----- Supplied records -----

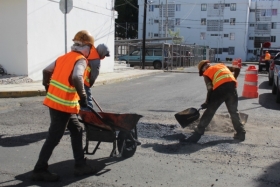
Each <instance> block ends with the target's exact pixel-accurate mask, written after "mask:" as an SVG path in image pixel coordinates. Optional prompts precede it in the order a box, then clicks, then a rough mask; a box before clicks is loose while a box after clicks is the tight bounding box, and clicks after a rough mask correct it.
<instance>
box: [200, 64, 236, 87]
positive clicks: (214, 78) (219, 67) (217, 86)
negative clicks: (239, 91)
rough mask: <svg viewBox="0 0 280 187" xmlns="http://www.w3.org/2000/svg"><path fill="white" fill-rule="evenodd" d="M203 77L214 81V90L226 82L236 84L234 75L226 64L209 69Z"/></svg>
mask: <svg viewBox="0 0 280 187" xmlns="http://www.w3.org/2000/svg"><path fill="white" fill-rule="evenodd" d="M203 75H205V76H207V77H209V78H210V79H211V80H212V84H213V90H215V89H216V88H217V87H219V86H220V85H221V84H223V83H226V82H232V81H234V82H236V86H237V81H236V79H235V78H234V76H233V74H232V73H231V72H230V70H229V69H228V68H227V67H226V66H225V65H224V64H217V65H213V66H210V67H209V68H208V69H206V70H205V72H204V73H203Z"/></svg>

-----

Exercise objective: Your answer must be the line containing "rough mask: <svg" through the last line above, copied exactly, with nothing added.

Solution to this task:
rough mask: <svg viewBox="0 0 280 187" xmlns="http://www.w3.org/2000/svg"><path fill="white" fill-rule="evenodd" d="M203 77L214 81V90L226 82L236 84L234 75L226 64L209 69Z"/></svg>
mask: <svg viewBox="0 0 280 187" xmlns="http://www.w3.org/2000/svg"><path fill="white" fill-rule="evenodd" d="M203 75H205V76H207V77H209V78H210V79H211V80H212V84H213V90H215V89H216V88H217V87H219V86H220V85H221V84H223V83H226V82H232V81H234V82H236V86H237V81H236V79H235V78H234V76H233V74H232V73H231V72H230V70H229V69H228V68H227V67H226V66H225V65H224V64H217V65H213V66H210V67H209V68H208V69H206V70H205V72H204V73H203Z"/></svg>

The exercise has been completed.